ACTION ITEM. Begin with the line that contains "Locate the fingernail" and transcribe each line after it, up to and including the last line of the listing below.
──────────────────────────────
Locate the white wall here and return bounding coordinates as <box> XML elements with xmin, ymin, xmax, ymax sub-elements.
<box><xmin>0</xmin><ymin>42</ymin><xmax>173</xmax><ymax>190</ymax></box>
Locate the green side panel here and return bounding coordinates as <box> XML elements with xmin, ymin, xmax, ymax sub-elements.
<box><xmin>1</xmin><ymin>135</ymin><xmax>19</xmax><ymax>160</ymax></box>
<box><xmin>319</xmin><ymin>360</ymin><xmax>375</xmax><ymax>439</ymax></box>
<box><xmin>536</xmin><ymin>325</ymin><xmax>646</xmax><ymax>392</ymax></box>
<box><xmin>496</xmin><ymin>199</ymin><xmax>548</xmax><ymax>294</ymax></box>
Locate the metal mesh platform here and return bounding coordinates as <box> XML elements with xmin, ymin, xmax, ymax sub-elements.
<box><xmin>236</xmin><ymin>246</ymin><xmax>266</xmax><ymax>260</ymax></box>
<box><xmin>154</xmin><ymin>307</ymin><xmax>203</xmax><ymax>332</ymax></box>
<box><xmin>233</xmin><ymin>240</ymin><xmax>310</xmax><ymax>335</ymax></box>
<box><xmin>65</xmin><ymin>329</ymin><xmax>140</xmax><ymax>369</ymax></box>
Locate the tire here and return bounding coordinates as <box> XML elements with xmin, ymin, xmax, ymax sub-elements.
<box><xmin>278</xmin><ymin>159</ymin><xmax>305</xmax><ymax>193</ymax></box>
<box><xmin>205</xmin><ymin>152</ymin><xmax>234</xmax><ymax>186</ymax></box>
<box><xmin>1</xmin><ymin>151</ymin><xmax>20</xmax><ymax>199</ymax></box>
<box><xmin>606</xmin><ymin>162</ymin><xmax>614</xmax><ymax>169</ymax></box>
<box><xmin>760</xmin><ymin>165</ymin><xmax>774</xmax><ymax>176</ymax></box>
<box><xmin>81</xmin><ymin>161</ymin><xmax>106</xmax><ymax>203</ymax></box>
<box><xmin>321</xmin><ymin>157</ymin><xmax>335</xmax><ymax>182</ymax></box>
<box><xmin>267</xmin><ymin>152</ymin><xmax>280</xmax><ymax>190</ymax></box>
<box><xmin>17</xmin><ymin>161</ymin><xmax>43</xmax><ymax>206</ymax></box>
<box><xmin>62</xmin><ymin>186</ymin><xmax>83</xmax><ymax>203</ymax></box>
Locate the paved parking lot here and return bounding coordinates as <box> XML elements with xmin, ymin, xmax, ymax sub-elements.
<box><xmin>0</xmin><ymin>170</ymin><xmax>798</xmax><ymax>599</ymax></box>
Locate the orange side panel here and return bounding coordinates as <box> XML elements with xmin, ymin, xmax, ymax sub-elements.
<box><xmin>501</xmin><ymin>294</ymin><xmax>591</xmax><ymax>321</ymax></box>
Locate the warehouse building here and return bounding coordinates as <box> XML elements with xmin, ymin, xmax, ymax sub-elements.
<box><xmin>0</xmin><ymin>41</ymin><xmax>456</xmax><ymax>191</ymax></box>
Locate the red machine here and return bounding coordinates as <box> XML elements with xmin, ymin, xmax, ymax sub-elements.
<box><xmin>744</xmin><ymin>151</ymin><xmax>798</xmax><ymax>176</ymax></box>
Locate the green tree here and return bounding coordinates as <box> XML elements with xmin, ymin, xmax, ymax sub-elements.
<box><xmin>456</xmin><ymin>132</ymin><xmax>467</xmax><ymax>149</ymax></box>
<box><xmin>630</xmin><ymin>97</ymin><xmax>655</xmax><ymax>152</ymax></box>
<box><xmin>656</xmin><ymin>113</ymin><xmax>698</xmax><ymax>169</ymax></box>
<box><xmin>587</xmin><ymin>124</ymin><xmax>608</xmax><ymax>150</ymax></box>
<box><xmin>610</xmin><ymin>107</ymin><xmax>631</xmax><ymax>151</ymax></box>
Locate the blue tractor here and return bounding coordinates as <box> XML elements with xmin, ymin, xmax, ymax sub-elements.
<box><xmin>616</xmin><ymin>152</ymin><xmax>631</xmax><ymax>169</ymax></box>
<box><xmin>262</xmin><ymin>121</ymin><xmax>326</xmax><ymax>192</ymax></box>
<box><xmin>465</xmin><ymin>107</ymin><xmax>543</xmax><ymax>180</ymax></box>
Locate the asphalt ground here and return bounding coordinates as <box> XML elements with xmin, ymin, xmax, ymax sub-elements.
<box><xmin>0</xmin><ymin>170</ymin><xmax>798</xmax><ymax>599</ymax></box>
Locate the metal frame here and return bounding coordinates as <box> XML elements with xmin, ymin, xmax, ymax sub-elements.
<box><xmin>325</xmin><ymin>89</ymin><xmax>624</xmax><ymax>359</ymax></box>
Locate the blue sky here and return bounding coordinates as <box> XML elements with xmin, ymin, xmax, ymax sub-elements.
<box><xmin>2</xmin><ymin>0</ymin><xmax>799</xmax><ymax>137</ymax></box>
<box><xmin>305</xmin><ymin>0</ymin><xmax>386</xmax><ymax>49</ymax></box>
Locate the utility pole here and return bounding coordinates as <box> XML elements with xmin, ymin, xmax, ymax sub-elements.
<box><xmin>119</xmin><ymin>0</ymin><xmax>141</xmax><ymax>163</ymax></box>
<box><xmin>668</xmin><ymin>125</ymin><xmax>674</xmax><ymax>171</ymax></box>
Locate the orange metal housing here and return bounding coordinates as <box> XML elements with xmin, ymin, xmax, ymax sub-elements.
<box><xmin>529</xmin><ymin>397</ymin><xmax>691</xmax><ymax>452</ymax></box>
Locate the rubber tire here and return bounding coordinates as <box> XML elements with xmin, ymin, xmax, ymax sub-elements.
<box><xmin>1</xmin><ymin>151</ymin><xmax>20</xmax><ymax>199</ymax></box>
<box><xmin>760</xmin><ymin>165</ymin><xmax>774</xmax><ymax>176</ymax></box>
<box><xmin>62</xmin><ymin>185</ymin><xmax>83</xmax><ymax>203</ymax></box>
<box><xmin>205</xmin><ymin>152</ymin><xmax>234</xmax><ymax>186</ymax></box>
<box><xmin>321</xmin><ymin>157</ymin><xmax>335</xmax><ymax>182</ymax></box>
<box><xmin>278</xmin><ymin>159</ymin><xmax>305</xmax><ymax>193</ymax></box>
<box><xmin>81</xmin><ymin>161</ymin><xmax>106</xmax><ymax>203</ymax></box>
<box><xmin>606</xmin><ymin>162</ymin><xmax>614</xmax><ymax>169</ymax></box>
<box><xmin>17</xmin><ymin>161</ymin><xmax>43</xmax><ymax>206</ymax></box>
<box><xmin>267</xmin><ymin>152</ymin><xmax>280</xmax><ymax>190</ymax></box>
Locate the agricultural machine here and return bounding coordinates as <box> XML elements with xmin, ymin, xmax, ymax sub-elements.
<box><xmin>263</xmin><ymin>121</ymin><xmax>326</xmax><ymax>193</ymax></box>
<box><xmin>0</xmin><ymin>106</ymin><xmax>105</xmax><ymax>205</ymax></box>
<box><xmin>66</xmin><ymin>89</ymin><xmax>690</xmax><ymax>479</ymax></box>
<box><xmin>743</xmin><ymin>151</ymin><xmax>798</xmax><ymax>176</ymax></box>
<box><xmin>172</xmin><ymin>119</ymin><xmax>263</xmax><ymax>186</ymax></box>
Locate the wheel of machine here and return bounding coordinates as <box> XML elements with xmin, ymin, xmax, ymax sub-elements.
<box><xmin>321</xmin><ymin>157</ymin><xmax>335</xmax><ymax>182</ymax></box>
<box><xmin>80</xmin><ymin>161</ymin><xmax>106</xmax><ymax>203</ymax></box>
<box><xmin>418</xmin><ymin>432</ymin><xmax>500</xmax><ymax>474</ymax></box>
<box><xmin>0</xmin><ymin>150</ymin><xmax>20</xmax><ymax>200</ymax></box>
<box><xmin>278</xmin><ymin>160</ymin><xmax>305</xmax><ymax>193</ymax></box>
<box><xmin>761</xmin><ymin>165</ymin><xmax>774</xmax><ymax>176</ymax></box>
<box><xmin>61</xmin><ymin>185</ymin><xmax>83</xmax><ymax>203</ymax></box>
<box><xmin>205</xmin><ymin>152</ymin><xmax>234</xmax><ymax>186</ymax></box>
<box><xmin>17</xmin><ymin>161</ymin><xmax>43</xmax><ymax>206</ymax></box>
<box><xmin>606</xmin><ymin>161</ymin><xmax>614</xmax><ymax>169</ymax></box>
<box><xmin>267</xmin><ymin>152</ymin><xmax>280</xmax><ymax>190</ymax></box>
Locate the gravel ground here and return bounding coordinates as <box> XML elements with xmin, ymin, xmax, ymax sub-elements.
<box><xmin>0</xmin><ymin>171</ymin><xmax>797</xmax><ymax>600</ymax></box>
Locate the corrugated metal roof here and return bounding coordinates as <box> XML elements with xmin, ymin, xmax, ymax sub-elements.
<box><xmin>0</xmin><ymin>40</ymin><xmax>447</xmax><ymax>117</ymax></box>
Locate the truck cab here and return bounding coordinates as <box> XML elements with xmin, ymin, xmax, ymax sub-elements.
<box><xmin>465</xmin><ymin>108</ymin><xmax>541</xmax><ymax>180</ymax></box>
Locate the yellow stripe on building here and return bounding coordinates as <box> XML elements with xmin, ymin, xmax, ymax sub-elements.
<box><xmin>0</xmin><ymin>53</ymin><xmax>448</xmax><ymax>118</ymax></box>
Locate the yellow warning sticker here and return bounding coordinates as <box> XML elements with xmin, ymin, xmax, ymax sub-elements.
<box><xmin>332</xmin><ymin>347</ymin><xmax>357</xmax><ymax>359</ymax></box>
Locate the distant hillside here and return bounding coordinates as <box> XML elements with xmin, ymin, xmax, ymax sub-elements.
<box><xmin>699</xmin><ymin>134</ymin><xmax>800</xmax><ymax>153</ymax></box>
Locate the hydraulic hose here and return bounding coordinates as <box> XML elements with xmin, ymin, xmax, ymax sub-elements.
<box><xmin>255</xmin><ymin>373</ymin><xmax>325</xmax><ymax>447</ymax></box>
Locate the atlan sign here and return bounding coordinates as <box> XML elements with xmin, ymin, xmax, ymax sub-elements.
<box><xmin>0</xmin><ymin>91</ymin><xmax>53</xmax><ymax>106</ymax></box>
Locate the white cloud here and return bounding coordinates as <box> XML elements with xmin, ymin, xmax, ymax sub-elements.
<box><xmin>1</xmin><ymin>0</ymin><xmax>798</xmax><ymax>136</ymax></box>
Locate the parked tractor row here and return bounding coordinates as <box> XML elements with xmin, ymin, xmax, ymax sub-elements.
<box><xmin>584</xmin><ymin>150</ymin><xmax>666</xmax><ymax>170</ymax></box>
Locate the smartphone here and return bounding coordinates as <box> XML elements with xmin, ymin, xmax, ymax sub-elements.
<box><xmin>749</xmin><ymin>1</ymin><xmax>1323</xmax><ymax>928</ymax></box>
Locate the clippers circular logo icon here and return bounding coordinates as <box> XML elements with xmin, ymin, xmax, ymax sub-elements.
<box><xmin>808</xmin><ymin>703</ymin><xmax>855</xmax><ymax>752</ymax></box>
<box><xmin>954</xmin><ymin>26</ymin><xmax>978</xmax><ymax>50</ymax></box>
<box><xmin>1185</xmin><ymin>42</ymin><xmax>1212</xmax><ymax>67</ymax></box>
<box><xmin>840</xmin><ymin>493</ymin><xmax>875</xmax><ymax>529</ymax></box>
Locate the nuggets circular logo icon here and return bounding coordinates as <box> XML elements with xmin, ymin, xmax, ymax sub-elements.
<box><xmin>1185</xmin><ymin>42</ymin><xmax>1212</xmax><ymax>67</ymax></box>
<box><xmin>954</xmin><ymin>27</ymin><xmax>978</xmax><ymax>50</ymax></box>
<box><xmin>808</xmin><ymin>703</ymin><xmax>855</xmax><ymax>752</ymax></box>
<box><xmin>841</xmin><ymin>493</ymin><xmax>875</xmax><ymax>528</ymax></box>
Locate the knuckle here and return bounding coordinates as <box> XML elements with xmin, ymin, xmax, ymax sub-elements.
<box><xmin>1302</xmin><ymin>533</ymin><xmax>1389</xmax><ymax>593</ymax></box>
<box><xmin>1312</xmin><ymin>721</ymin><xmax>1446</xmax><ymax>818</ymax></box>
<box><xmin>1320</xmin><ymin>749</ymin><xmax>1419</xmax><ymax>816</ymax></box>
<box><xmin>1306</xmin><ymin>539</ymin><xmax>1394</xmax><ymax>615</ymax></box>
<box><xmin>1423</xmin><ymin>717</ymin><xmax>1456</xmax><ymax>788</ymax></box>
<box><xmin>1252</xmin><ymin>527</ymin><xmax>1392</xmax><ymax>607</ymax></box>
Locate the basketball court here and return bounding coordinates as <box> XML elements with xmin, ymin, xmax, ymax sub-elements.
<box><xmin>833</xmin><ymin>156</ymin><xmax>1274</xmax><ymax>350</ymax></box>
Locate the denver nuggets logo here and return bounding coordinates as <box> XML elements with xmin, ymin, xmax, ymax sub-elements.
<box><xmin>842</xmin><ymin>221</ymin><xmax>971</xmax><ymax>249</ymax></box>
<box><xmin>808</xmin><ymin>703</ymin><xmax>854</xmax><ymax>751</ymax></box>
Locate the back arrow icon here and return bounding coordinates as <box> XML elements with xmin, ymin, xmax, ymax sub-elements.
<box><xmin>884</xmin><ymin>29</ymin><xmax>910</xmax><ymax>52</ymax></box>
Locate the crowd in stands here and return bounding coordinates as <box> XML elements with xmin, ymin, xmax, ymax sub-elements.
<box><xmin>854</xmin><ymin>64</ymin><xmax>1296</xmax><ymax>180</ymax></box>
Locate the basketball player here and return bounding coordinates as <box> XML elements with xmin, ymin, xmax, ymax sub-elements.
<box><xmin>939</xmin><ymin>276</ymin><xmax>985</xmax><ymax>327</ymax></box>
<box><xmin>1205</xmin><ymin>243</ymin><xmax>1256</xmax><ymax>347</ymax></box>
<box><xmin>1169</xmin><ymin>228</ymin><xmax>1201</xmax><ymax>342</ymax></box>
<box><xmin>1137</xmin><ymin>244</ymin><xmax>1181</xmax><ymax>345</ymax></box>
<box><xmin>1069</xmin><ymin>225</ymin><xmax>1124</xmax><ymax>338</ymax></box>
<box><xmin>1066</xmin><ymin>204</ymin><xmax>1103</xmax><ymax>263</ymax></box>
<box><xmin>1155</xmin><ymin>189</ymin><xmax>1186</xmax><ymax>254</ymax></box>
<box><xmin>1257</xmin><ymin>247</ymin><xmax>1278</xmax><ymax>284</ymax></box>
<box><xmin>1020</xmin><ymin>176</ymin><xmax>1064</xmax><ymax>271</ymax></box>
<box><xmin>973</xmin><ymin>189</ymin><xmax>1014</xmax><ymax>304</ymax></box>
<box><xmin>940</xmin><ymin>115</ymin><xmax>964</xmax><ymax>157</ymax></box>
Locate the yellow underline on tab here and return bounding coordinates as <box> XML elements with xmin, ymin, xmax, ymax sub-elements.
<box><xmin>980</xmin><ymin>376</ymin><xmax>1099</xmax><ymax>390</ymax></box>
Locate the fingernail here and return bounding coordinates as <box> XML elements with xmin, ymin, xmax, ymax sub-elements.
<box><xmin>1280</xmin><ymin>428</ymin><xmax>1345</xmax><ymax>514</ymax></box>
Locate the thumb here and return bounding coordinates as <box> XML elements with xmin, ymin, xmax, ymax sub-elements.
──────────────────────────────
RESPONSE BELOW.
Locate the fingernail here and return bounding coordinates as <box> XML elements with xmin, ymin, xmax, ymax sub-elements.
<box><xmin>1280</xmin><ymin>428</ymin><xmax>1345</xmax><ymax>514</ymax></box>
Locate the thumb here and return bounding coordinates as <box> XML elements with xmin, ymin, xmax, ymax sub-elements.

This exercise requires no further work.